Prompt
Give back, character for character, the line that includes "Objective — one dot per instance of the distant animal." and all lines beneath it in the data.

[Data records]
---
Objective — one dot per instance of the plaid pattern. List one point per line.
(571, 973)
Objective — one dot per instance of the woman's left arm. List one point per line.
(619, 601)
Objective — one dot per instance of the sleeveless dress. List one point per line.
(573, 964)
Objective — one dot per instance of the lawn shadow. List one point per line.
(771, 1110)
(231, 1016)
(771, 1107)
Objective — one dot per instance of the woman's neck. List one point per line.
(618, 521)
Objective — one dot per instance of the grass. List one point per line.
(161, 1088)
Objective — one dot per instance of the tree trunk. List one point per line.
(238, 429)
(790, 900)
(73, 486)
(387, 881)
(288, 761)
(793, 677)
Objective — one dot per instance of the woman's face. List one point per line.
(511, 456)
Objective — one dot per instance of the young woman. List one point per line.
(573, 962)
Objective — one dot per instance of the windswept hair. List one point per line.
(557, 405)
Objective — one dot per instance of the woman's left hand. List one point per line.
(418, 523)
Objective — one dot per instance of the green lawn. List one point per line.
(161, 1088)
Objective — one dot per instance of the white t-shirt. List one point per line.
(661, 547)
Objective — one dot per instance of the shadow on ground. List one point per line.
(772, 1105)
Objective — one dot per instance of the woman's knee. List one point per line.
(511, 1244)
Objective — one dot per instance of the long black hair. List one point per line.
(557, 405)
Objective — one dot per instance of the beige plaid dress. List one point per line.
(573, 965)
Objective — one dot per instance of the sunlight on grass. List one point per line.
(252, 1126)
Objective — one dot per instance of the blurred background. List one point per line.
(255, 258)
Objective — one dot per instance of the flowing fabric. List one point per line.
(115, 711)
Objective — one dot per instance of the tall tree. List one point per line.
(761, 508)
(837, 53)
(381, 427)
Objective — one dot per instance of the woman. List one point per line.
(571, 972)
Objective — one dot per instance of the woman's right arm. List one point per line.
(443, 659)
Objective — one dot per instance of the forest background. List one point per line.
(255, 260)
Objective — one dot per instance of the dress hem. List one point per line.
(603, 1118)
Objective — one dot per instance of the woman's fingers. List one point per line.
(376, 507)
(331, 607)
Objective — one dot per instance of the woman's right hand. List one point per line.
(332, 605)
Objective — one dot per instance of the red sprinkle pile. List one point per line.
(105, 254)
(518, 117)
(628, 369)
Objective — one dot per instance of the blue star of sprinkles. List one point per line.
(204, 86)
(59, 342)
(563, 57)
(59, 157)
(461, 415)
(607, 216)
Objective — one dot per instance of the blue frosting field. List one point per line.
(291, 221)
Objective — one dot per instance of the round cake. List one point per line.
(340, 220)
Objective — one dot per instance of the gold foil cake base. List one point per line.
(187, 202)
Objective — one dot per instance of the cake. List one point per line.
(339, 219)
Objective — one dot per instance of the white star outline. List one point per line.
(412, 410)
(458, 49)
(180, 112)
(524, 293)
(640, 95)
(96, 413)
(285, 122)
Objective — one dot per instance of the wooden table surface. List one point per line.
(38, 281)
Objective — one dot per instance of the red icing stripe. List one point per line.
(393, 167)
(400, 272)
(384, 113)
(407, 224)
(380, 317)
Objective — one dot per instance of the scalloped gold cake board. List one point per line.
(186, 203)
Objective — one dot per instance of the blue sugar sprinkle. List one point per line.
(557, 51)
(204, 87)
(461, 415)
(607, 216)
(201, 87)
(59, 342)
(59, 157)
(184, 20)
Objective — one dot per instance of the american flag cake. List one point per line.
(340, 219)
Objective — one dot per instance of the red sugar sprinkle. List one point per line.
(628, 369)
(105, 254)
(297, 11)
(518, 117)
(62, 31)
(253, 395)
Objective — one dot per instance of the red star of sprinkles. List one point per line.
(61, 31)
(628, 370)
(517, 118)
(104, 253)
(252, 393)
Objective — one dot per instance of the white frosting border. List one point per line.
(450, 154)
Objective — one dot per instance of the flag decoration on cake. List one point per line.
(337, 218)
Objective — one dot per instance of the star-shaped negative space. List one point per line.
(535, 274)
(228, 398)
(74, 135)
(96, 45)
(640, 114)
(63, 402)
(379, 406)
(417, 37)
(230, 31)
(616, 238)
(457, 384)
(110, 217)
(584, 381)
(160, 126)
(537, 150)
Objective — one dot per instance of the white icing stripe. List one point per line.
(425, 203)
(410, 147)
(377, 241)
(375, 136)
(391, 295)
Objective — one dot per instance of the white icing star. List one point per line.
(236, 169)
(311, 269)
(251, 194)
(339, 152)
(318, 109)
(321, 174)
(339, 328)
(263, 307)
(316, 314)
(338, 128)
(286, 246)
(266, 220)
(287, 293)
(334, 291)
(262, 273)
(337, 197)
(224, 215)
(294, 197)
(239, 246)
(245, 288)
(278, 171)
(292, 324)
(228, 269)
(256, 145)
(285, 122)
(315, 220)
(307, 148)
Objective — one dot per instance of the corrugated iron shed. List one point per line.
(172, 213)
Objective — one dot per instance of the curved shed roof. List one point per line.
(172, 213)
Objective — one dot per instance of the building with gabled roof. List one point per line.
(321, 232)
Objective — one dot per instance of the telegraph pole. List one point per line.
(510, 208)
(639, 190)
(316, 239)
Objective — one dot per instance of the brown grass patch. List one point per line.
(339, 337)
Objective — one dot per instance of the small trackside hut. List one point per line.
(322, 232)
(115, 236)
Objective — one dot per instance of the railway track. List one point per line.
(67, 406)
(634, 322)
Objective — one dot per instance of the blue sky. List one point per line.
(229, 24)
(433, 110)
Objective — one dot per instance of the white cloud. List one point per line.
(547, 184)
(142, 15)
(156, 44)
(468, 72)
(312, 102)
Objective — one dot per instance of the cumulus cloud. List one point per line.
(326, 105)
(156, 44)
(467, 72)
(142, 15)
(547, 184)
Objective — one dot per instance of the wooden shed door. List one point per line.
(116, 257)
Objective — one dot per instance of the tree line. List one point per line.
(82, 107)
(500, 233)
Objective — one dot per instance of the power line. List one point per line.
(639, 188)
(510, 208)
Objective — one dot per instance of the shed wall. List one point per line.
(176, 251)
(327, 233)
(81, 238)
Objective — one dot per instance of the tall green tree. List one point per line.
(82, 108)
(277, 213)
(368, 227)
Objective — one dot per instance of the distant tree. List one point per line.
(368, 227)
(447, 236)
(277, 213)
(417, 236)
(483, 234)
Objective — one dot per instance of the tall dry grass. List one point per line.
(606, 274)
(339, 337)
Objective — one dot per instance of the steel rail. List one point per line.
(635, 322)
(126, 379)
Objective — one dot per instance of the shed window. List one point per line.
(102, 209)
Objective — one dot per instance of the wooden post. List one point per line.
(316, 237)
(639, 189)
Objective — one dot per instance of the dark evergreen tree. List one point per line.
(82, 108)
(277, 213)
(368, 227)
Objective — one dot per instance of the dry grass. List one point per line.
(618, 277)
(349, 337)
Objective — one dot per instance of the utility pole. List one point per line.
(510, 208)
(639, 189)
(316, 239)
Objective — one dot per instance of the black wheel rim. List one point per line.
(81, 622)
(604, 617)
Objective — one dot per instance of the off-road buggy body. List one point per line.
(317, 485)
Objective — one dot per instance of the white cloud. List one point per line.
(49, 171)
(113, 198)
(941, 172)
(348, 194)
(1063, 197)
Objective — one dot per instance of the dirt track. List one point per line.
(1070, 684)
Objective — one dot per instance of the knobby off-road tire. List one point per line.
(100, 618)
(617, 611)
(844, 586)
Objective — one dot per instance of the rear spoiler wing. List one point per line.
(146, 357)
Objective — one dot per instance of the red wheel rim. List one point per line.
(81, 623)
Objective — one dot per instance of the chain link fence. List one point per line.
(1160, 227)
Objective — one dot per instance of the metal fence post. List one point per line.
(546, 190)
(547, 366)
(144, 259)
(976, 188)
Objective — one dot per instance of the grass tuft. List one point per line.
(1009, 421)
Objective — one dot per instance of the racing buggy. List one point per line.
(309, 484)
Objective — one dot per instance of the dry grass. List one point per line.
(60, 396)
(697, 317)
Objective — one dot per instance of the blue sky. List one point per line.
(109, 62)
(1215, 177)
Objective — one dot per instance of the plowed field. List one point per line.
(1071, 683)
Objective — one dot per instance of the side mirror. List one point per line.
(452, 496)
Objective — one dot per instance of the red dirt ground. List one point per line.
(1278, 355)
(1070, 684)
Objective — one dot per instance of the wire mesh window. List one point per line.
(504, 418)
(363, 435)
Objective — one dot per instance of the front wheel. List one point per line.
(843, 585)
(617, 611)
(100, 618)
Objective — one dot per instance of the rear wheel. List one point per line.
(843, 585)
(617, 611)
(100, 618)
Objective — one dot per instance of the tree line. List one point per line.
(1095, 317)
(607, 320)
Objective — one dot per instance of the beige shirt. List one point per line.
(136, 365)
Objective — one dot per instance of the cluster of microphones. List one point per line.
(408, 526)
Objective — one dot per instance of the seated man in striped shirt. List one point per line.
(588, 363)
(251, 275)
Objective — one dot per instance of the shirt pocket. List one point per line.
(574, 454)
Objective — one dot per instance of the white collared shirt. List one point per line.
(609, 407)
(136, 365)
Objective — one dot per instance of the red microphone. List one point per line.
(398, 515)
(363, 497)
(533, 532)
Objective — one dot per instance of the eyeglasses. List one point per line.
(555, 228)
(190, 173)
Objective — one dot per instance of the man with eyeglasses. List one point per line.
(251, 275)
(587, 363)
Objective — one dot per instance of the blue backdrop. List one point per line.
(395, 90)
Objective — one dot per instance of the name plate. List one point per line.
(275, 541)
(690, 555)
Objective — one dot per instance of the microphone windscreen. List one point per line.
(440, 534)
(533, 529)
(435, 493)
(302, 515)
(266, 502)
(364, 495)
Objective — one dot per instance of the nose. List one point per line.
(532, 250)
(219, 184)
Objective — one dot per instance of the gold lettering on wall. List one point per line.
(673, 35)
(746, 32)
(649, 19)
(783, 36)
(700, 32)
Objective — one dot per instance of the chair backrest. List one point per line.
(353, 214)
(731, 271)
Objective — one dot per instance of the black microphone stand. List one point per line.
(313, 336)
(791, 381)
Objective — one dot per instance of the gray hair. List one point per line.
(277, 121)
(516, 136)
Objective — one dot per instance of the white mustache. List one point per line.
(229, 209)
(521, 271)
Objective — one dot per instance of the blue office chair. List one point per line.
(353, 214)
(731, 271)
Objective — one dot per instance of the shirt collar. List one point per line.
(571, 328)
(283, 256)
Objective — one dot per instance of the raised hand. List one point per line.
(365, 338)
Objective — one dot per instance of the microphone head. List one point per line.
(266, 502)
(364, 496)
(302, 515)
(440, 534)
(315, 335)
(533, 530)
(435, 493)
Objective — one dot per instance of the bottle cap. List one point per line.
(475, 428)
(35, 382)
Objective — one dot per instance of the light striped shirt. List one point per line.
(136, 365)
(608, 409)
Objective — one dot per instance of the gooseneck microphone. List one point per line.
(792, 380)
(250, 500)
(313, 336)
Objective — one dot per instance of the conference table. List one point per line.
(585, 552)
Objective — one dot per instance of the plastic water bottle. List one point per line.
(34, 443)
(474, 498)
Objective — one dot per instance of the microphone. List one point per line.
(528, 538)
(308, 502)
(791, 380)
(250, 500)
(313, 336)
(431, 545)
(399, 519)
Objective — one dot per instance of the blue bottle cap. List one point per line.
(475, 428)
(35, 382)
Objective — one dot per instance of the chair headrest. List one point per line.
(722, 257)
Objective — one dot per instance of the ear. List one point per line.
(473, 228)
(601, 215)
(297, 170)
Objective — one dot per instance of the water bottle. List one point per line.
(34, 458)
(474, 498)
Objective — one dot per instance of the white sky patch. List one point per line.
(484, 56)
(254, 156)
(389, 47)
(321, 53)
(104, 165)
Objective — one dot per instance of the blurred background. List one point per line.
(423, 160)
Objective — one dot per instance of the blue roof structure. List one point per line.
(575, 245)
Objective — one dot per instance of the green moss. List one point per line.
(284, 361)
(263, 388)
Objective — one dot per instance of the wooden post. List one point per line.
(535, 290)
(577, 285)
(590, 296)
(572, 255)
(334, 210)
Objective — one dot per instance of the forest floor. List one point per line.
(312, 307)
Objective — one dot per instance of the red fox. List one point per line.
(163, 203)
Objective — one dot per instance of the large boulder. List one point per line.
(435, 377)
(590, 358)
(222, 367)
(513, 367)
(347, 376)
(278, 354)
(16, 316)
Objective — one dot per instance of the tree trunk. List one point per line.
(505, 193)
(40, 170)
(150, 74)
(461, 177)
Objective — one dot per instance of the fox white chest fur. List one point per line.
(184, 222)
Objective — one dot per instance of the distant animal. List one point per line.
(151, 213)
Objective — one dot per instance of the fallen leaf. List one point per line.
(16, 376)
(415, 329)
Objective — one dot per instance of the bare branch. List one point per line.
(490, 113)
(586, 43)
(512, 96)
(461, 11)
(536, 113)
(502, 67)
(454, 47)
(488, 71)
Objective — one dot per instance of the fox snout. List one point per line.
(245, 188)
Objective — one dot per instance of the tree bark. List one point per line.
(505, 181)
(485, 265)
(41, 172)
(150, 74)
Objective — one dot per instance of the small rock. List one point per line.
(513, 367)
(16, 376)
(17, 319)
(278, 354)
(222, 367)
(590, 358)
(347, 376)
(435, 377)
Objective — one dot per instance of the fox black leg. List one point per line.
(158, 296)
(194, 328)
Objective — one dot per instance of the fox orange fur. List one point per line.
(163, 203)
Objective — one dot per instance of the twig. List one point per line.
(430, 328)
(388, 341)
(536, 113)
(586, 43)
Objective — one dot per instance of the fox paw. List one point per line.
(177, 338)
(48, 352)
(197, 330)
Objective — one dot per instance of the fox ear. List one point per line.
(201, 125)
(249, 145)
---
Solution to the problem
Objective — one dot per instance of the distant animal. List one point per line.
(151, 213)
Objective — one dot per instance of the fallen leaf. List one point per line.
(16, 376)
(415, 329)
Objective — one dot per instance of the bare branch. List one point per line.
(490, 113)
(586, 43)
(512, 96)
(461, 11)
(536, 113)
(502, 67)
(454, 47)
(488, 71)
Objective — one dot per instance of the fox snout. List one point per line.
(245, 188)
Objective — one dot per instance of the tree bark. List one point per line.
(505, 181)
(485, 265)
(41, 172)
(150, 74)
Objective — one dot per instance of the small rock. List one point per line.
(513, 367)
(16, 376)
(17, 319)
(278, 354)
(222, 367)
(590, 358)
(347, 376)
(435, 377)
Objective — one dot per instance of the fox black leg. List one point per line.
(158, 296)
(194, 328)
Objective — one dot per instance of the fox orange fur. List one point per line.
(163, 203)
Objective — one dot per instance of the twig. List one point per line.
(430, 328)
(388, 341)
(536, 113)
(586, 43)
Objective — one dot per instance of the fox paw. List one point per line.
(177, 338)
(48, 352)
(197, 330)
Objective — one dot per instance of the fox ear. List one point per line.
(201, 125)
(249, 145)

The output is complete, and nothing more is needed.